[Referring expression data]
---+---
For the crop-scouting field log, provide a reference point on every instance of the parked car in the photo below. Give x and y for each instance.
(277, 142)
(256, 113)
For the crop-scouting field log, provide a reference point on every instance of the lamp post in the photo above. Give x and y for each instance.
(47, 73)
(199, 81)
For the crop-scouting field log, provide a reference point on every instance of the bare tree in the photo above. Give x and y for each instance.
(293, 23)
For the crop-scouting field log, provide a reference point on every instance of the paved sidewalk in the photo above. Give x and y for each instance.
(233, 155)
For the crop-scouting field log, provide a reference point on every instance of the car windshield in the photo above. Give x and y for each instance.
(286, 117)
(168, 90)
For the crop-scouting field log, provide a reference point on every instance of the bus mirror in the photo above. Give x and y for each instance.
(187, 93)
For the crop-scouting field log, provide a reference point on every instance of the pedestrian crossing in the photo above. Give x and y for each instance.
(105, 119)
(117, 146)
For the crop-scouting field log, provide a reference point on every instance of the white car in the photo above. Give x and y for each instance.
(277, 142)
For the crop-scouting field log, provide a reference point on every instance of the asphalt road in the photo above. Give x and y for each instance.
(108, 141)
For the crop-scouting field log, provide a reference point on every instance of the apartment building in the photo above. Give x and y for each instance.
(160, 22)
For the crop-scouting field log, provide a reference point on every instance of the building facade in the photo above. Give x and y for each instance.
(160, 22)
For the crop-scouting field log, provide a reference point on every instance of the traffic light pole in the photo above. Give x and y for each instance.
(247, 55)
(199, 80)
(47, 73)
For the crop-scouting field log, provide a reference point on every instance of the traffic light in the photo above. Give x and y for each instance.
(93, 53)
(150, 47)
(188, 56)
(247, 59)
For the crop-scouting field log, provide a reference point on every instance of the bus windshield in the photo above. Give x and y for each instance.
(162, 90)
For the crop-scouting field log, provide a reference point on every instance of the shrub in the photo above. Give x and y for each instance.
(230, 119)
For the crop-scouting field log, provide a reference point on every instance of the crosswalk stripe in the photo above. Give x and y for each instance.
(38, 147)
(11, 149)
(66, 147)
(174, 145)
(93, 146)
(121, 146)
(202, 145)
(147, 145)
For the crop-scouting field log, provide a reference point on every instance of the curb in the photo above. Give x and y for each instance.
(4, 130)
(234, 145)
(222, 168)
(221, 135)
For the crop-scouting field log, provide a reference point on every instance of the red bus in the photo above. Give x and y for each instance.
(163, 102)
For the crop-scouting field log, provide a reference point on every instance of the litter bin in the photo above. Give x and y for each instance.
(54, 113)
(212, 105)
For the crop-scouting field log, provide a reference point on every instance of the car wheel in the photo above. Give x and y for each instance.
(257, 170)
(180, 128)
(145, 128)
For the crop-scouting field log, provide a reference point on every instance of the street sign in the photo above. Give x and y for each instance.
---+---
**WHAT NEEDS TO BE DONE:** Exact reproduction of every entry is needed.

**SOLUTION BELOW:**
For the crop-scouting field log, provide a reference point on every instance of the parked car in the photo below. Give x and y for each instance.
(277, 142)
(256, 113)
For the crop-scouting field log, provide a reference point on every instance of the lamp post in the photo above. Give x and y for each instance.
(47, 73)
(199, 81)
For the crop-scouting field log, provide a reference point on every instance of the bare tree in the photo above. Give x and y for each instance.
(293, 23)
For the crop-scouting field log, provide a reference point on every instance of the paved sidewalk in the photo above. Give x and y for each instance.
(233, 155)
For the crop-scouting field log, provide a reference point on every instance of the car windshield in the photo above. Give x and y for each instance.
(286, 117)
(168, 90)
For the crop-scouting field log, provide a reference point on every instance of the bus mirror in the photo above. Give x and y for each instance.
(187, 93)
For the crop-scouting field log, provide a reference point on every instance of the pedestrian crossing in the photo above. Give x and y for each instance.
(105, 119)
(117, 146)
For the crop-scouting field log, provide a reference point on every instance of the white car in the photo above. Give x and y for each instance.
(277, 142)
For the crop-scouting field log, provide a reference point on every instance of the asphalt road in the photo above. Give x and y for each instance.
(108, 141)
For the crop-scouting field log, provide a reference point on every instance of the apartment building in the photo above. Give x and y for each instance.
(160, 22)
For the crop-scouting field log, provide a reference point on every instance of the building facade in the photo above. Give x and y for each instance.
(160, 22)
For the crop-scouting field log, provide a reference point on every instance of the traffic light pole in the photo above. Give x and y for each instance.
(247, 55)
(199, 80)
(47, 73)
For the crop-scouting field log, provide a reference point on every instance of the traffic light in the photo above. Give x and y for each instance.
(93, 53)
(150, 47)
(188, 56)
(247, 59)
For the crop-scouting field log, provide a reference point on every instance of the bus windshield in the photo above. Give x and y for each instance.
(162, 90)
For the crop-scouting field log, provide a reference point on every instance of the shrub in the photo above. Give x and y for each instance.
(230, 119)
For the crop-scouting field log, provide a reference point on every instance of the crosswalk stripe in the photo above. Give x and y for each instance.
(38, 147)
(11, 149)
(66, 147)
(174, 145)
(93, 146)
(121, 146)
(202, 145)
(147, 145)
For the crop-scouting field log, provide a reference point on every instance of the curb in the photo above. Give x and y for each instance.
(4, 130)
(234, 145)
(222, 168)
(221, 135)
For the crop-scouting field log, provide a reference point on every instance of the red bus in the photo above. Give x and y for each instance.
(163, 102)
For the crop-scouting field log, provide a reference point on every instance of the litter bin in the photo above. Give x and y for each instance.
(54, 113)
(212, 105)
For the crop-scouting field log, provide a reference point on every instance of the car wheel in the photo above. Give x and y for each instance.
(257, 170)
(180, 128)
(145, 128)
For the crop-scouting field log, provide a reference point on every instance of the street sign in the photo above. Give x and y for each instance.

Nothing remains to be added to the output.